UConn Football: The Expensive Adventure Continues...

On Labor Day, the University of Connecticut announced the change of plans:  Head Football Coach Randy Edsall and director of athletics David Benedict had come to a "mutual decision that is in the best interest of the UConn football program for Edsall to step aside immediately."  The announcement came after an announcement the previous day that Edsall, in his second tenure as UConn coach during which the Huskies went 6-32, would retire at the conclusion of the season.

On Sunday, Edsall had shared with administration his decision to retire, leading to Sunday’s announcement that he would remain with the team through its final 10 games this season, after an 0-2 start. Ultimately, though, with the benefit of more time to analyze the situation, UConn decided that made no sense, the Connecticut Post reported.

Edsall’s contract ran through 2023.  Published reports indicate that Edsall will be paid his full $1.256 million salary for 2021, while defensive coordinator Lou Spanos takes over running the team, effective immediately.

It is one more chapter in an expensive history of UConn football throughout the past decade, since Edsall departed UConn abruptly, after a considerably more successful 11-year tenure, in 2011.

In September 2017, CT by the Numbers reported that UConn was among a handful universities portrayed as the poster children for the practice of paying multiple head football coaches simultaneously. 

UConn’s situation was listed as among the most costly.  The report, by The New York Times, indicated that “when the Huskies hired Randy Edsall last winter after three losing seasons under Bob Diaco, they got their once and future head coach for a reasonable $1 million salary.”  The article went on to point out, however, that “firing Diaco triggered a $3.4 million buyout.”  Thus, the University is paying $4.4 million in head coach salary this season, to two coaches – one employed by the university, the other not.

> _DO THIS_
Reproduce the passage of the UConn football article from "In September 2017, CT" up to and including "the other not.".

> _MATERIAL PROVIDED_
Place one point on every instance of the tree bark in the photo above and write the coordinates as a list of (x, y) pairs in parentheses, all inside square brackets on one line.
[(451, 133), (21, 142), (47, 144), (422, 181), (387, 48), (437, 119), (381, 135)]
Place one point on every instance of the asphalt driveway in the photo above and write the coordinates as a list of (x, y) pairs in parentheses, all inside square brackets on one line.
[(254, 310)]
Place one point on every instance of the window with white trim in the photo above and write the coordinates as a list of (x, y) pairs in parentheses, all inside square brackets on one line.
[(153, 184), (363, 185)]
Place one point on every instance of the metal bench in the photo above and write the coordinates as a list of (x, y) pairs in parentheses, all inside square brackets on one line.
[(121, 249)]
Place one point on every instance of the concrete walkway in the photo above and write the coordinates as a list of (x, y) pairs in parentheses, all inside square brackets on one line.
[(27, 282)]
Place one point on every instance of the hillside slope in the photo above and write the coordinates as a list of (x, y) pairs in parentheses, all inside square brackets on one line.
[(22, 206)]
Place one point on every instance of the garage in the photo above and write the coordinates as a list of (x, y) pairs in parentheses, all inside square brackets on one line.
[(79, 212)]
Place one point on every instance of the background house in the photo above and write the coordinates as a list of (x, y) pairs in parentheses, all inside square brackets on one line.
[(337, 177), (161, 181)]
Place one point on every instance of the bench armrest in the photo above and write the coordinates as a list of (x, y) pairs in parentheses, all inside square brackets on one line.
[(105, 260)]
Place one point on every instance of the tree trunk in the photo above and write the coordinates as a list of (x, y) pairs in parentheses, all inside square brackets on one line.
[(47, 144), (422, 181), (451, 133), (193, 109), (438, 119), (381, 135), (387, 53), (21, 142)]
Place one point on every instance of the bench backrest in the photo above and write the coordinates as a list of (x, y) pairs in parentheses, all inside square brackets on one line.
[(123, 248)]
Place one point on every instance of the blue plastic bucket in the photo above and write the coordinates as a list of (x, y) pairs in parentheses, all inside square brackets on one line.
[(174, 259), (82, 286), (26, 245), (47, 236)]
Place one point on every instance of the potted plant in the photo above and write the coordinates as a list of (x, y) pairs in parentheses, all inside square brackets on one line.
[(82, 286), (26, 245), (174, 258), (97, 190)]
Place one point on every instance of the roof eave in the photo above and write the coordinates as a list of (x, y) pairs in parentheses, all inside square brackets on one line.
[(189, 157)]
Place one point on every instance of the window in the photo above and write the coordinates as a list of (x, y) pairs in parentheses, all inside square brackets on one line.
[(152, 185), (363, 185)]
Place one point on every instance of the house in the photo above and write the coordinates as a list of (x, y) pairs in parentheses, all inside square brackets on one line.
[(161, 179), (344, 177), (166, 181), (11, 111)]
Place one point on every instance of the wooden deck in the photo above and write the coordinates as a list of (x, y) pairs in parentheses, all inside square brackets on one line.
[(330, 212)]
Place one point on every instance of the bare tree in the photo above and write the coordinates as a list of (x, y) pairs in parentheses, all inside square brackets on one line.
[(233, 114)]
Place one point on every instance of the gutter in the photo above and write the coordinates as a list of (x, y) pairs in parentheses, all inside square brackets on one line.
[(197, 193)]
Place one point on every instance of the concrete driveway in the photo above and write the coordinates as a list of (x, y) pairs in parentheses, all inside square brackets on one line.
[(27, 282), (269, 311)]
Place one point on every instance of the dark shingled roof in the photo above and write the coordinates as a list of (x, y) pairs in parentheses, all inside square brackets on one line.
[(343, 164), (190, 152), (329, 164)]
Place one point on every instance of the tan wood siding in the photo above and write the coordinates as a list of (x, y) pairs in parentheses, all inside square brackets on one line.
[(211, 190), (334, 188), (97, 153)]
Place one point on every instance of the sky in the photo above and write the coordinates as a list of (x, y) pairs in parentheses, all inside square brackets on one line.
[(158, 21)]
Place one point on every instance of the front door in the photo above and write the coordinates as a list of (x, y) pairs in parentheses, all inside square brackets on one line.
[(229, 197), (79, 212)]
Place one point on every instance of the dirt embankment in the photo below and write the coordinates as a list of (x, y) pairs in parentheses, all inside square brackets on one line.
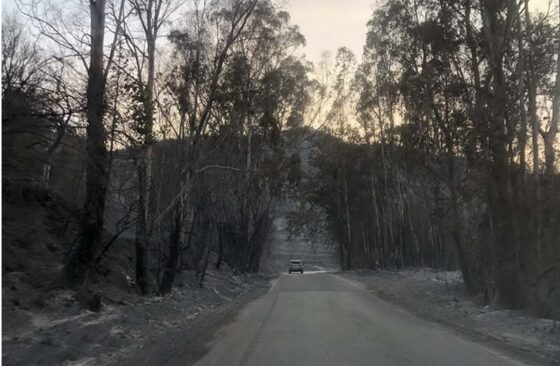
[(44, 324), (441, 297)]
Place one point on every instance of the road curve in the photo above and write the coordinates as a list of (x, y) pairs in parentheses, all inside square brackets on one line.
[(325, 319)]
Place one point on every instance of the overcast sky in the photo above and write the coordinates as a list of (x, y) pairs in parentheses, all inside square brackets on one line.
[(329, 24)]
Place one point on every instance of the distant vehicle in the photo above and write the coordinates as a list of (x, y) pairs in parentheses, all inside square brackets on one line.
[(296, 265)]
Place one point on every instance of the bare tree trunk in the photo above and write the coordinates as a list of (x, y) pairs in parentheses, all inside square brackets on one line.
[(550, 136), (143, 226), (509, 286), (91, 233)]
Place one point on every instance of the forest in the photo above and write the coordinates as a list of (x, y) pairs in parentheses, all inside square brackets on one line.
[(182, 126)]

> _RESULT OF THIS EXERCISE_
In September 2017, CT by the Numbers reported that UConn was among a handful universities portrayed as the poster children for the practice of paying multiple head football coaches simultaneously. 

UConn’s situation was listed as among the most costly.  The report, by The New York Times, indicated that “when the Huskies hired Randy Edsall last winter after three losing seasons under Bob Diaco, they got their once and future head coach for a reasonable $1 million salary.”  The article went on to point out, however, that “firing Diaco triggered a $3.4 million buyout.”  Thus, the University is paying $4.4 million in head coach salary this season, to two coaches – one employed by the university, the other not.